Component Interaction Map

                      ┌─────────────────────────────────────────┐
  Black-box Agent ───►│                                         │
  (base_url only)     │         GATEWAY SERVER                  │
                      │         (FastAPI, port 8000)            │
  White-box Agent ───►│                                         │
  (AgentFlow)         └────────────┬────────────────────────────┘
                                   │ Ray RPC (submit_step)
                      ┌─────────────────────────────────────────┐
                      │         DATAPOOL                         │
                      │         (Ray Actor)                      │
                      └──────────────────┬──────────────────────┘
                                         │ fetch_batch()
                      ┌─────────────────────────────────────────┐
                      │         ASYNC TRAINER                    │
                      │         (Ray Actor)                      │
                      │   ┌─────────────────────────────────┐   │
                      │   │  Actor │ Critic │ RefPolicy      │   │
                      │   └────────────────────────────────-┘   │
                      └────────────────┬────────────────────────┘
                                       │ weight sync (NCCL)
                      ┌─────────────────────────────────────────┐
                      │         ASYNC ROLLOUTER                  │
                      │         (Ray Actor, rollout GPU pool)    │
                      │         vLLM servers                     │
                      └─────────────────────────────────────────┘

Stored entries
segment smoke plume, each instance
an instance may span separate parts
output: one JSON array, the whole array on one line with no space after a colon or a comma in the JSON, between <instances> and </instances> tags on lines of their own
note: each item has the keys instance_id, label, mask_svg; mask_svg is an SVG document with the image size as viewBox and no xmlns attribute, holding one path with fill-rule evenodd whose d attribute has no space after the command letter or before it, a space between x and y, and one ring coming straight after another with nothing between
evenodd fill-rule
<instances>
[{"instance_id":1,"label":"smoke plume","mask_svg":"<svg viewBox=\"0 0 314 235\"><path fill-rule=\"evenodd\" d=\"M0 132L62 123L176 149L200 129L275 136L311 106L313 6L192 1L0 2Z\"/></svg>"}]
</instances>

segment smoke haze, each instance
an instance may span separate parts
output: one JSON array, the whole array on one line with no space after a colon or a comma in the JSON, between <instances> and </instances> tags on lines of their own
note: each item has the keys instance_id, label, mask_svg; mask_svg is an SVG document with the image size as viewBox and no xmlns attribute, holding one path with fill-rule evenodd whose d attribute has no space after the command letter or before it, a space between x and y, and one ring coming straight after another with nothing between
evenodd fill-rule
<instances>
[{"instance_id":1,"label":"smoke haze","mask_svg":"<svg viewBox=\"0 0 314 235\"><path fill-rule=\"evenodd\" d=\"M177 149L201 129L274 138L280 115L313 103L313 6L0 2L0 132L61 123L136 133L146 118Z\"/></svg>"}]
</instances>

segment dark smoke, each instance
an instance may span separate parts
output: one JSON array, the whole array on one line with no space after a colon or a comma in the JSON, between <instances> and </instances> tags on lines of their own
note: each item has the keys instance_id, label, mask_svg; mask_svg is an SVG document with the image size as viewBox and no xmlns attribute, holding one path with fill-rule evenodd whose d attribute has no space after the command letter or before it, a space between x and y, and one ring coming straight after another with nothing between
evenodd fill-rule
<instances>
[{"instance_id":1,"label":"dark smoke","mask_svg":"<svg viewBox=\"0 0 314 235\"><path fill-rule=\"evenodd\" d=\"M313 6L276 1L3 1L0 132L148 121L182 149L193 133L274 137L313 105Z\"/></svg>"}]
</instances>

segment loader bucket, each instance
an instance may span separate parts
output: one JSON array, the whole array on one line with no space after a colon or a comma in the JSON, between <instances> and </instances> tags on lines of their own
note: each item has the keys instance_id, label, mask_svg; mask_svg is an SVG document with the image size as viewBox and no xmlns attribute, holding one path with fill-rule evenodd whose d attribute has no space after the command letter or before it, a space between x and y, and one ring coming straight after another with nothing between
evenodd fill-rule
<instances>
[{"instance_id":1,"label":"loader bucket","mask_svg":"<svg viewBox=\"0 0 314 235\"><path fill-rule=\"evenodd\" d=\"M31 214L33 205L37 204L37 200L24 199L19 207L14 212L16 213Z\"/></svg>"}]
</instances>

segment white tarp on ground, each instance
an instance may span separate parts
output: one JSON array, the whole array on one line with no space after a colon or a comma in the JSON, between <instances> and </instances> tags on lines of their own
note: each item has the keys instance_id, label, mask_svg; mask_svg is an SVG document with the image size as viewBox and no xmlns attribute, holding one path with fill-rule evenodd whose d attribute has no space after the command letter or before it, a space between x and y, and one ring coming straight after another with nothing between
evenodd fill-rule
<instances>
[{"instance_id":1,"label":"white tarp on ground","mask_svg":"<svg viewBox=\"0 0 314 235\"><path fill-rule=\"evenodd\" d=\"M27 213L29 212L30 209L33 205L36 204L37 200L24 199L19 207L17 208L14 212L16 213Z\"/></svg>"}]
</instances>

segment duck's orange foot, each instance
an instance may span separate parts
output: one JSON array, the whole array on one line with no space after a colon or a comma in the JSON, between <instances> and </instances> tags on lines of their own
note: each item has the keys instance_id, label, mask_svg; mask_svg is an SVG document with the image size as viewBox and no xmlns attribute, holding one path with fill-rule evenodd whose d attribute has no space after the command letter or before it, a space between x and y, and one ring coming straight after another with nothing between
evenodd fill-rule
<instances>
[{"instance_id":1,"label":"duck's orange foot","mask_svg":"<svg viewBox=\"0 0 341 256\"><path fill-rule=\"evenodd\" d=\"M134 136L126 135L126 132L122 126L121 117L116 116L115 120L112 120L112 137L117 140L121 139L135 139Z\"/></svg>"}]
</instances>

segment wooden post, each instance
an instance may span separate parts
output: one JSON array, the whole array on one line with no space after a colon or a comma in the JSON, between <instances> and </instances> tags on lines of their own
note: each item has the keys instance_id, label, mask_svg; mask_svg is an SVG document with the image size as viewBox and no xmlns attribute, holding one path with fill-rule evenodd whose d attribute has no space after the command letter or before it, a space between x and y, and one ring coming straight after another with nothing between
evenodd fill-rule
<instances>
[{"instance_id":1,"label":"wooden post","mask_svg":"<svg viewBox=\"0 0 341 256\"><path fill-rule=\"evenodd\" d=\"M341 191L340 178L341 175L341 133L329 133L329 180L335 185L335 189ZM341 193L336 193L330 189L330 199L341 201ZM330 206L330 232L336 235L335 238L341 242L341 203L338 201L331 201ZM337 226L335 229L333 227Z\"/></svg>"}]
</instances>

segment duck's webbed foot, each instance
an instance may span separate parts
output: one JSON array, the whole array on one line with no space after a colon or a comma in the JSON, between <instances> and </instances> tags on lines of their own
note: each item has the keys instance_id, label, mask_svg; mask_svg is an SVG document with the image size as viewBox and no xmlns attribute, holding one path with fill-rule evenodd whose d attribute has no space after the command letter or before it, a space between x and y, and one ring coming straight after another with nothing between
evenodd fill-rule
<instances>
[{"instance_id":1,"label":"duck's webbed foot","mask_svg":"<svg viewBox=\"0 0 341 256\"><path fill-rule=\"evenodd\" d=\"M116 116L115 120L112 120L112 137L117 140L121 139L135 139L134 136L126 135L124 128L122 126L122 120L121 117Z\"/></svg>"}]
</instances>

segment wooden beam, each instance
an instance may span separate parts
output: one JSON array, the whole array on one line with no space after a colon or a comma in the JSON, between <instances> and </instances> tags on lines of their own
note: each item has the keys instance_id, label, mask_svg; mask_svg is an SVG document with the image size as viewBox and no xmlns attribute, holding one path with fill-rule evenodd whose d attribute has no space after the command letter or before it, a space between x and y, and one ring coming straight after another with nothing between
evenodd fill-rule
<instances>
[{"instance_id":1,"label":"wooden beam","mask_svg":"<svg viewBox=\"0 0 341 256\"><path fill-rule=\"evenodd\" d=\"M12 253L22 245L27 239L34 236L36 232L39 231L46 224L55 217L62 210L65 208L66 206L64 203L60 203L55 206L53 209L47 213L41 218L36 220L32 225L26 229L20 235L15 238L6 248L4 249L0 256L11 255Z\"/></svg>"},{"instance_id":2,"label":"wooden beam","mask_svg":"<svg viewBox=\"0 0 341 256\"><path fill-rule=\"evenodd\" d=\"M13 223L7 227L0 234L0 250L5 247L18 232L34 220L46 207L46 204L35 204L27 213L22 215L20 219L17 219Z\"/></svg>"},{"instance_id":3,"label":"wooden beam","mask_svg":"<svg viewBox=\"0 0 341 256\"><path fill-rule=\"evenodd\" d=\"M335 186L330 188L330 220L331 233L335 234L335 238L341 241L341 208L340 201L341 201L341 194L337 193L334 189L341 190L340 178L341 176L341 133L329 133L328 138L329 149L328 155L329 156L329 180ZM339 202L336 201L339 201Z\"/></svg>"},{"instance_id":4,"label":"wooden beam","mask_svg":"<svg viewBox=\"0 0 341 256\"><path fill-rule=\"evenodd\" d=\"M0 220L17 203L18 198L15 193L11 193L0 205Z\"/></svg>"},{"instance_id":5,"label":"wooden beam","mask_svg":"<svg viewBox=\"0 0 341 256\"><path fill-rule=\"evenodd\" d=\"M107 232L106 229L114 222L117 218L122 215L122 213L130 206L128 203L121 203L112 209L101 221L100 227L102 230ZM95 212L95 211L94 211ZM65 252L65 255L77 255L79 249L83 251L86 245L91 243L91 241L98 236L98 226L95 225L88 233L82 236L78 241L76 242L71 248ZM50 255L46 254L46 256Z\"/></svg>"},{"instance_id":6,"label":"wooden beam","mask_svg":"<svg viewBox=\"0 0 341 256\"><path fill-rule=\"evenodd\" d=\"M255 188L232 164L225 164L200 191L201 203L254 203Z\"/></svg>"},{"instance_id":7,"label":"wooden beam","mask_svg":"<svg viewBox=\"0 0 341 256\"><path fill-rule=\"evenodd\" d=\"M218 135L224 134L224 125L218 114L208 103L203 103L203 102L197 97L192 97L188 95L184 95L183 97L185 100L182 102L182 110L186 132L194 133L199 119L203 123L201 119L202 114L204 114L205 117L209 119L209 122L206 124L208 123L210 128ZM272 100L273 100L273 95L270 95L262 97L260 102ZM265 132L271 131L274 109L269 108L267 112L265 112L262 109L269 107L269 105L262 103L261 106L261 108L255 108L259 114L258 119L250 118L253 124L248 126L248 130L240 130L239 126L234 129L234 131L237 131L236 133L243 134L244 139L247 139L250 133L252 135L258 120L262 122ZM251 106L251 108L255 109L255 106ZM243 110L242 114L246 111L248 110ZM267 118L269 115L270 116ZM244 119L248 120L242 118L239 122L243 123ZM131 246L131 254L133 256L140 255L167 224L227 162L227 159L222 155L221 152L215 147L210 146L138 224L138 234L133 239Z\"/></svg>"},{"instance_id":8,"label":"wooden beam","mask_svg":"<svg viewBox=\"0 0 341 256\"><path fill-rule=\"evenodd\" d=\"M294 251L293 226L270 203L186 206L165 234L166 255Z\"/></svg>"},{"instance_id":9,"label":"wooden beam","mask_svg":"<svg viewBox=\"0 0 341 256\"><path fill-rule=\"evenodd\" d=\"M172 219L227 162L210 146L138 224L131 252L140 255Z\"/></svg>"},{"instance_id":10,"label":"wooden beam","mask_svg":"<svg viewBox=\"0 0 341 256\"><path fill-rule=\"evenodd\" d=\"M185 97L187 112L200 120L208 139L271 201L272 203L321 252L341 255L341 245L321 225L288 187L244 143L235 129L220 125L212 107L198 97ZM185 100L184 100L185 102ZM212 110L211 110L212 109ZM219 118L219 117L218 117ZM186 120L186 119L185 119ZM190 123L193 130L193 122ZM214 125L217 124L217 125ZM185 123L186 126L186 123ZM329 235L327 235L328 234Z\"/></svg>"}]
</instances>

==

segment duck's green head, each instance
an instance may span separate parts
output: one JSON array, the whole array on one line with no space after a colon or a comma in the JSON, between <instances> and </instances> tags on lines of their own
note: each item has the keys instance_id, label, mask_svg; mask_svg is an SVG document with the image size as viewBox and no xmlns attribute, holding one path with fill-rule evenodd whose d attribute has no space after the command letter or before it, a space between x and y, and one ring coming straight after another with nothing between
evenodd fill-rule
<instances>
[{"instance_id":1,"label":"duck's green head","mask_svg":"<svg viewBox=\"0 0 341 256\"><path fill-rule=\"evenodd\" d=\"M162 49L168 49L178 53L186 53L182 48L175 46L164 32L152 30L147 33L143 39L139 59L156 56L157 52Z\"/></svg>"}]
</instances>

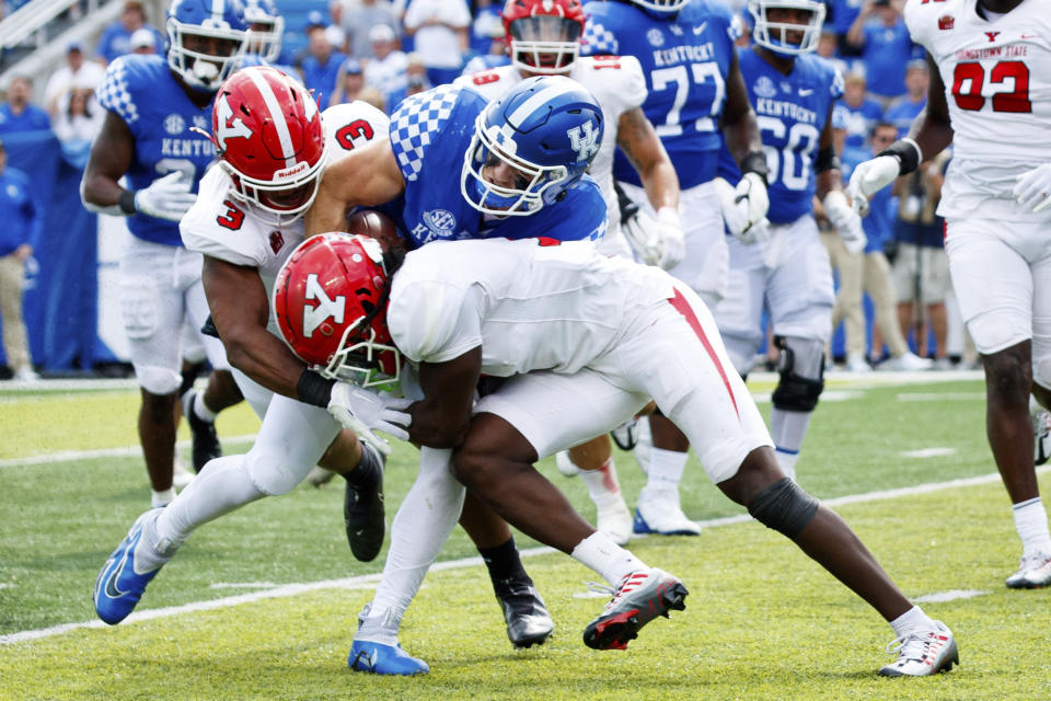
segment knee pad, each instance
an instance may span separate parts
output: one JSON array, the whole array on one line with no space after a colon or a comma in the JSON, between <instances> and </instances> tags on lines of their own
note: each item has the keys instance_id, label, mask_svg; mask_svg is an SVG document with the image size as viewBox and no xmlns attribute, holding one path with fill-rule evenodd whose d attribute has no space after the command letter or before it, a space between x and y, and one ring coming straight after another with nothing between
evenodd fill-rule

* * *

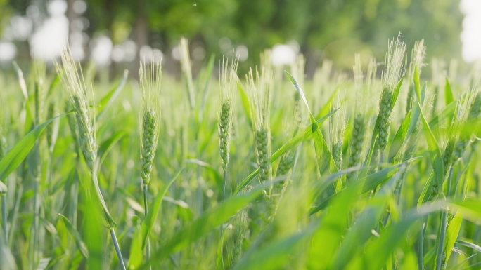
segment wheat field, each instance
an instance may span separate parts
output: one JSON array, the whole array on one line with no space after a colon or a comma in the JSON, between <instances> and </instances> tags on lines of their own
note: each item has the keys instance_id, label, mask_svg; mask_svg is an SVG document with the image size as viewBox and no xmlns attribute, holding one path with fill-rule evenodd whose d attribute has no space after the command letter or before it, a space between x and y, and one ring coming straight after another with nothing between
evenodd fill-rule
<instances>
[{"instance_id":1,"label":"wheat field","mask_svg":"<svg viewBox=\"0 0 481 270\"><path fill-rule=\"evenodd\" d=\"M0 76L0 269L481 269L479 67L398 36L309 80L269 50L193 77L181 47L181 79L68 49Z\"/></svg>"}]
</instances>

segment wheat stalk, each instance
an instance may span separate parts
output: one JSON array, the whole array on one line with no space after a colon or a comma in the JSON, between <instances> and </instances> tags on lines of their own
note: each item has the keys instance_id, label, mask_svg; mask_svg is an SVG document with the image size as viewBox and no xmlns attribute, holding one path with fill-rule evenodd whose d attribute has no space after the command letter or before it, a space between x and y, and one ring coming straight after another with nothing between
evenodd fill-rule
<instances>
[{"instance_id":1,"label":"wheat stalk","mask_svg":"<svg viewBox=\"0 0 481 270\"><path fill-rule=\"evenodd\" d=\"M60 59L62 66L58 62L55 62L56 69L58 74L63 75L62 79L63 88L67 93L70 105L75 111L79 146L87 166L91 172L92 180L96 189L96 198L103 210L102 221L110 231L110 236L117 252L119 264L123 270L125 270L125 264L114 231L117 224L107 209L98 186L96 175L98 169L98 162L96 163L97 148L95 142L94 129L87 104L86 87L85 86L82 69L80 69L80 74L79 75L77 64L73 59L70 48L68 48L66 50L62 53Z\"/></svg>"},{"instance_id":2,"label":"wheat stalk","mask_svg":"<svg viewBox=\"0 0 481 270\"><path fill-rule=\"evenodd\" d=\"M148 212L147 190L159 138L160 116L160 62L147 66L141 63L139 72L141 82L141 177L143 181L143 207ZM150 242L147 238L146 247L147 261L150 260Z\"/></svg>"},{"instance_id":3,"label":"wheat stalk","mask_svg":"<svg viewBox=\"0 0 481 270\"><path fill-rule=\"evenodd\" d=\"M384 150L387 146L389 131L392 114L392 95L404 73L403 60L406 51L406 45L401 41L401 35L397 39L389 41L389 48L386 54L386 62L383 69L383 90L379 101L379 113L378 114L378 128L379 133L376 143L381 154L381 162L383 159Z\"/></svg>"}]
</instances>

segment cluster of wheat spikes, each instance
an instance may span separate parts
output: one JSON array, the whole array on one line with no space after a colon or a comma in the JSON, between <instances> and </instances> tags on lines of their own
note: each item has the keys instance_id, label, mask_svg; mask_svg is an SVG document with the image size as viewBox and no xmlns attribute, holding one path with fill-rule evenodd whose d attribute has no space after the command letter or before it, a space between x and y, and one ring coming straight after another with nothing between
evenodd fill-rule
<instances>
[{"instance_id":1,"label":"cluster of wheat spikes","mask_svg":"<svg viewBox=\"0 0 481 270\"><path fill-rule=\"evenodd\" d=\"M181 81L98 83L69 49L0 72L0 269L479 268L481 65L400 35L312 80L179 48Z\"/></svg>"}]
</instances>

● SHORT EXERCISE 1
Update the component interaction map by writing out everything from "Component Interaction Map" down to "Ray RPC (submit_step)", with "8000" changed to "8080".
● SHORT EXERCISE 2
In the component interaction map, what appears in parentheses beside the weight sync link?
● SHORT EXERCISE 3
List every component that the component interaction map marks as a Ray Actor.

● EXERCISE RESPONSE 1
Component Interaction Map

                      ┌─────────────────────────────────────────┐
  Black-box Agent ───►│                                         │
  (base_url only)     │         GATEWAY SERVER                  │
                      │         (FastAPI, port 8080)            │
  White-box Agent ───►│                                         │
  (AgentFlow)         └────────────┬────────────────────────────┘
                                   │ Ray RPC (submit_step)

● EXERCISE RESPONSE 2
NCCL

● EXERCISE RESPONSE 3
DATAPOOL, ASYNC TRAINER, ASYNC ROLLOUTER